(Object point labels)
+--

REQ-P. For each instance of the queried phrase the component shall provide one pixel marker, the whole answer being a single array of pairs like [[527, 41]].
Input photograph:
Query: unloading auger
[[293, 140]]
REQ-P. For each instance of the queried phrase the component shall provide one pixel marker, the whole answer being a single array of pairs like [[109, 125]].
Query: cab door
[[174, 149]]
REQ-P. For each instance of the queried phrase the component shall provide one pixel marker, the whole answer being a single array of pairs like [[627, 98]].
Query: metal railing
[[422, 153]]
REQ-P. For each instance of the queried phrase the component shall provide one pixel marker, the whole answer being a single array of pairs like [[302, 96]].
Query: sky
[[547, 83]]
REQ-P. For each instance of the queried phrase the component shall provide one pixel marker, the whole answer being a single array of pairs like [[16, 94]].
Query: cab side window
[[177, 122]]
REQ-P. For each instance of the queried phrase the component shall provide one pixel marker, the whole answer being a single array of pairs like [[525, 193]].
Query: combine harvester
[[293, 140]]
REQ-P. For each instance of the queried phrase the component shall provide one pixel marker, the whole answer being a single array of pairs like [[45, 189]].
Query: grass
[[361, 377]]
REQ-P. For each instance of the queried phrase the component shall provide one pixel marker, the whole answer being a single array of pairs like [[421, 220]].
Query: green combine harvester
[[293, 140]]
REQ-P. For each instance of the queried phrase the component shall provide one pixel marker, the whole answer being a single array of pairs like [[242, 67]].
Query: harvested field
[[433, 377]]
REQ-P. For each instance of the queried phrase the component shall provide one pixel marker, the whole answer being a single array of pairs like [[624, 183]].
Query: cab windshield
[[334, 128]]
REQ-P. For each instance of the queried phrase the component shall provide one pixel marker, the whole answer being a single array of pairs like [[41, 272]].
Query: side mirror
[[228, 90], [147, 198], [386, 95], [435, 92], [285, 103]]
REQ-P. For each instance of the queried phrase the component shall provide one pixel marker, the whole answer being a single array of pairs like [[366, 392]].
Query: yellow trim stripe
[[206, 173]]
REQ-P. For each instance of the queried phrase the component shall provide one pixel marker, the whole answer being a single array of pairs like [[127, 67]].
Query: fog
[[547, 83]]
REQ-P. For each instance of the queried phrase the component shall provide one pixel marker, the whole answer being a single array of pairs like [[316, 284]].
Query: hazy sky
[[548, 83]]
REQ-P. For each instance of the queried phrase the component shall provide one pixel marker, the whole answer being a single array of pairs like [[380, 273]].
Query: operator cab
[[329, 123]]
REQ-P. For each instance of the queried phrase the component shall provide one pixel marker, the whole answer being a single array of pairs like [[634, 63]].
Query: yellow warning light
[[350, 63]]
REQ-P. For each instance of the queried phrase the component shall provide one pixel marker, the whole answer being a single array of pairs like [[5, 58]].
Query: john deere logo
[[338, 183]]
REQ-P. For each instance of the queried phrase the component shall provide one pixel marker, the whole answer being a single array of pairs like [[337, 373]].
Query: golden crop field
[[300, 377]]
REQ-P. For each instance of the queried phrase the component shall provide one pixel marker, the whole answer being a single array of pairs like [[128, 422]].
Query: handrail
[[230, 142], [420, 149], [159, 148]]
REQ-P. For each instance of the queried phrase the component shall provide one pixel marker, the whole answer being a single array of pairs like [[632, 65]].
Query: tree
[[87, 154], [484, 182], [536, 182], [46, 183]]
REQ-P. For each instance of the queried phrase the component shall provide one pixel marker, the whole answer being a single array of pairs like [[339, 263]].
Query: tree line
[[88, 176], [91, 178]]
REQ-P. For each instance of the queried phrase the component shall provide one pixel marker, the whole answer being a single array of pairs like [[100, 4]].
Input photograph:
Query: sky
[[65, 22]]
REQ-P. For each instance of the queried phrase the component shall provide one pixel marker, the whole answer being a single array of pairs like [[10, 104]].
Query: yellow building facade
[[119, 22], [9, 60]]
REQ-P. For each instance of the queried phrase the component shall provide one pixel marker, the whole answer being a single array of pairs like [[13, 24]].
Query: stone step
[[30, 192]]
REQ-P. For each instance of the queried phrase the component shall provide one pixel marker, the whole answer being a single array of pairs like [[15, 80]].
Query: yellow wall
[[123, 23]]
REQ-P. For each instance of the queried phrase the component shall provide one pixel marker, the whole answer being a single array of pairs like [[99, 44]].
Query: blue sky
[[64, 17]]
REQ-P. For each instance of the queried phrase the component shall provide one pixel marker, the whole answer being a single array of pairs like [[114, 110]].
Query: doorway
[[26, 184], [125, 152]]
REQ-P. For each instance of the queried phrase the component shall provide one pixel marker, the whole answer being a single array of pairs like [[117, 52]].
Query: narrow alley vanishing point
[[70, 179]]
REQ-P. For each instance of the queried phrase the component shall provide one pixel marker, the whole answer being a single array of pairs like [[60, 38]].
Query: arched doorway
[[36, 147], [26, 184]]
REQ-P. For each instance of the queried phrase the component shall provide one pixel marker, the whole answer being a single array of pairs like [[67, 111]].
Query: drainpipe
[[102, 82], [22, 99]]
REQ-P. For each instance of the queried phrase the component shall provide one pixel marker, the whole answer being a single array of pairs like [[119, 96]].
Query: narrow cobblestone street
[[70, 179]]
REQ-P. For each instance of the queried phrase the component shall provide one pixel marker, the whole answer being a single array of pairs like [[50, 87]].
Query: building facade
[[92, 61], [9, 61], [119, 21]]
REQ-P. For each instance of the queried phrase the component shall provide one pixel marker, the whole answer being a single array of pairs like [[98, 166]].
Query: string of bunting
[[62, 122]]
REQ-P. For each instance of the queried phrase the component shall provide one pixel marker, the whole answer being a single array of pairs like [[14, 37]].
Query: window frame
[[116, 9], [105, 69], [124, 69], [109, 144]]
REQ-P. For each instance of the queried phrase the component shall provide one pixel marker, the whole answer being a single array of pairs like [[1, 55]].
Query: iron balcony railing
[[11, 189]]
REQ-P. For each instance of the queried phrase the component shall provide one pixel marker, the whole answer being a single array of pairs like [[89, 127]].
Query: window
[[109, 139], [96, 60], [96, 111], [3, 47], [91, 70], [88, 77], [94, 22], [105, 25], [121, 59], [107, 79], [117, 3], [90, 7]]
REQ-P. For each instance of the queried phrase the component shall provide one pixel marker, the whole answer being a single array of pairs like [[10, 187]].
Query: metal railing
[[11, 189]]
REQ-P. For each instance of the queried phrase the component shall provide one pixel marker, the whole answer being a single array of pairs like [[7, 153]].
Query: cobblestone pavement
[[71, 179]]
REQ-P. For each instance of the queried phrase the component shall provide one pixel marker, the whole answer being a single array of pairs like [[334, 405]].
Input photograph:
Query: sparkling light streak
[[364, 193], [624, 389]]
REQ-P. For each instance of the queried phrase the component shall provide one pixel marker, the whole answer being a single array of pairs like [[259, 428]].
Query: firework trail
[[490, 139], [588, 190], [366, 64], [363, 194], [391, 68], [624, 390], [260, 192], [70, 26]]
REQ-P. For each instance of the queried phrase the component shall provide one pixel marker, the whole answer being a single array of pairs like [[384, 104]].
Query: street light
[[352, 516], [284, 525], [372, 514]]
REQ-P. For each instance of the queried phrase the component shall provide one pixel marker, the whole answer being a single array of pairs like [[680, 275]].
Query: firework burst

+--

* WHAT IS ASKED: Turn all of the rows above into a numbered list, leaving out any blank lines.

* THE OUTPUT:
1. REQ-P. For each instance of the queried phrase the component shall provide one pixel marker, the whole answer being a single array of pairs like [[527, 41]].
2. Input photograph:
3. Query: unloading auger
4. [[293, 140]]
5. REQ-P. For each instance of the queried phrase the component shall provide one pixel marker, the whole answer being a single array of pairs like [[109, 125]].
6. Query: cab door
7. [[174, 149]]
8. REQ-P. For each instance of the queried phrase the component shall provide one pixel marker, the whole answer being a single array of pairs like [[627, 98]].
9. Query: metal railing
10. [[422, 153]]
11. REQ-P. For each instance of the queried phrase the component shall provide one pixel marker, the whole answer being a single array of pairs like [[302, 96]].
12. Query: sky
13. [[547, 83]]
14. REQ-P. For each instance of the queried phrase the component shall provide one pixel marker, the whole answer being a single array of pairs like [[16, 94]].
15. Query: cab side window
16. [[177, 122]]
17. REQ-P. For each instance of the queried phrase the component shall provide one pixel marker, the whole answer being a single array of pairs like [[525, 193]].
18. Query: combine harvester
19. [[293, 140]]
20. REQ-P. For each instance of the queried phrase the component shall provide one pixel marker, the whole answer being a single array of pairs like [[45, 189]].
21. Query: grass
22. [[361, 377]]
23. REQ-P. For each instance of the queried phrase the component shall provide one pixel marker, the whole answer being a single array of pairs like [[421, 220]].
24. Query: green combine harvester
25. [[293, 140]]
26. REQ-P. For each instance of the queried phrase the component shall provide one pixel marker, the whole answer being a single array of pairs like [[242, 67]].
27. Query: harvested field
28. [[433, 377]]
29. REQ-P. For each instance of the queried phrase the component shall provide one pixel marker, the whole answer being a single array of pairs like [[624, 183]].
30. Query: cab windshield
31. [[334, 128]]
32. REQ-P. For each instance of the queried phrase the component shall provide one pixel marker, the whole answer being a single array of pairs like [[41, 272]].
33. Query: side mirror
34. [[228, 90], [147, 198], [386, 95], [435, 92], [285, 103]]
35. REQ-P. For each instance of the queried phrase the component shall provide one pixel marker, the whole answer being a single array of pairs like [[366, 392]].
36. Query: yellow trim stripe
37. [[206, 173]]
38. REQ-P. For each instance of the queried phrase the component shall provide one pixel marker, the whole answer being a single array of pairs like [[127, 67]].
39. Query: fog
40. [[547, 83]]
41. REQ-P. For each instance of the queried phrase the component shall provide one pixel marker, the whole answer being a single array of pairs like [[316, 284]].
42. Query: hazy sky
43. [[548, 83]]
44. REQ-P. For each instance of the queried phrase the component shall provide one pixel marker, the whole answer being a single array of pairs like [[380, 273]].
45. Query: operator cab
46. [[329, 123]]
47. REQ-P. For each instance of the queried phrase the component shall provide one pixel marker, the whole answer being a single array of pairs like [[634, 63]].
48. Query: yellow warning light
49. [[350, 63]]
50. REQ-P. For each instance of the queried phrase the component shall provide one pixel marker, the whole answer being a single array of pairs like [[5, 58]].
51. Query: john deere logo
52. [[338, 183]]
53. REQ-P. For each instance of the queried phrase the component shall provide one pixel marker, the whole answer being a single array of pairs like [[337, 373]].
54. Query: golden crop field
55. [[300, 377]]
56. REQ-P. For each instance of the queried phrase the component shall provide one pixel marker, the whole answer being a single array of pairs like [[128, 422]].
57. Query: handrail
58. [[230, 142], [420, 149], [159, 148]]
59. REQ-P. For each instance of the queried phrase the component shall provide one pixel marker, the whole answer being a single array of pairs like [[632, 65]].
60. Query: tree
61. [[87, 154], [484, 182], [536, 182], [46, 183]]
62. REQ-P. For each instance of the queried phrase the component shall provide one pixel marker, the whole answer being a single array of pairs like [[339, 263]].
63. Query: tree line
64. [[88, 176], [91, 178]]
65. REQ-P. For each instance of the queried phrase the component shall provide one pixel marker, the whole answer being a single array of pairs like [[100, 4]].
66. Input photograph:
67. Query: sky
68. [[65, 22]]
69. REQ-P. For each instance of the queried phrase the component shall provide one pixel marker, the whole answer being a single array of pairs like [[10, 104]].
70. Query: yellow building facade
71. [[119, 22], [9, 60]]
72. REQ-P. For each instance of the queried phrase the component shall provide one pixel marker, the whole answer being a single array of pairs like [[13, 24]].
73. Query: stone step
74. [[30, 192]]
75. REQ-P. For each instance of the queried phrase the component shall provide one pixel marker, the whole answer being a single array of pairs like [[15, 80]].
76. Query: yellow wall
77. [[123, 23]]
78. REQ-P. For each instance of the queried phrase the component shall provide one pixel marker, the whole answer being a single array of pairs like [[99, 44]].
79. Query: blue sky
80. [[64, 17]]
81. REQ-P. For each instance of the queried phrase the component shall provide one pixel marker, the whole answer being a single array of pairs like [[114, 110]].
82. Query: doorway
83. [[26, 184], [125, 152]]
84. REQ-P. For each instance of the queried phrase the component shall provide one pixel marker, the whole answer being a single array of pairs like [[117, 52]].
85. Query: narrow alley vanishing point
86. [[70, 179]]
87. REQ-P. For each instance of the queried phrase the component shall provide one pixel marker, the whole answer being a single array of pairs like [[60, 38]].
88. Query: arched doorway
89. [[36, 147], [26, 184]]
90. REQ-P. For each instance of the queried phrase the component shall provide one pixel marker, the whole answer being a single array of pairs like [[67, 111]].
91. Query: drainpipe
92. [[102, 82], [22, 99]]
93. REQ-P. For each instance of the queried phrase the component shall provide one pixel marker, the whole answer being a single array of pairs like [[119, 96]].
94. Query: narrow cobblestone street
95. [[70, 179]]
96. REQ-P. For each instance of the queried phrase the component shall provide one pixel marker, the whole answer being a single array of pairs like [[50, 87]].
97. Query: building facade
98. [[92, 61], [9, 61], [119, 21]]
99. REQ-P. For each instance of the queried phrase the component shall provide one pixel marker, the whole answer being a single array of pairs like [[98, 166]].
100. Query: string of bunting
101. [[62, 122]]
102. REQ-P. For each instance of the queried phrase the component shall provide one pixel marker, the whole answer being a single array of pairs like [[14, 37]].
103. Query: window frame
104. [[116, 9], [105, 69], [124, 69], [109, 144]]
105. REQ-P. For each instance of the queried phrase the component shall provide one pixel marker, the whole answer being a single array of pairs like [[1, 55]].
106. Query: iron balcony railing
107. [[11, 189]]
108. REQ-P. For each instance of the queried phrase the component shall provide one pixel marker, the whole answer being a single array of pairs like [[89, 127]].
109. Query: window
110. [[109, 139], [96, 60], [96, 111], [3, 47], [91, 70], [88, 77], [94, 22], [105, 25], [121, 59], [107, 79], [117, 3], [90, 7]]
111. REQ-P. For each instance of the queried phrase the component shall provide one pixel marker, the whole answer being a single array of pairs like [[10, 187]].
112. Query: metal railing
113. [[11, 189]]
114. REQ-P. For each instance of the queried phrase the component shall provide one pixel marker, the whole answer being a single array of pairs like [[7, 153]].
115. Query: cobblestone pavement
116. [[71, 179]]
117. REQ-P. For each instance of the queried phrase the component shall provide one pixel marker, the whole answer being a single array of pairs like [[334, 405]].
118. Input photograph:
119. Query: sparkling light streak
120. [[364, 193], [624, 389]]
121. REQ-P. For each instance of the queried phrase the component shall provide one pixel marker, the whole answer being a single array of pairs like [[259, 428]].
122. Query: firework trail
123. [[490, 139], [588, 190], [366, 64], [363, 194], [391, 68], [624, 390], [260, 192], [70, 26]]
124. REQ-P. For each instance of the queried phrase the component shall provide one pixel marker, the whole answer being a single array of pairs like [[384, 104]].
125. Query: street light
126. [[352, 516], [284, 525], [372, 514]]
127. REQ-P. For each instance of the queried phrase the component shall provide one pixel marker, the whole answer being a single array of pairs like [[680, 275]].
128. Query: firework burst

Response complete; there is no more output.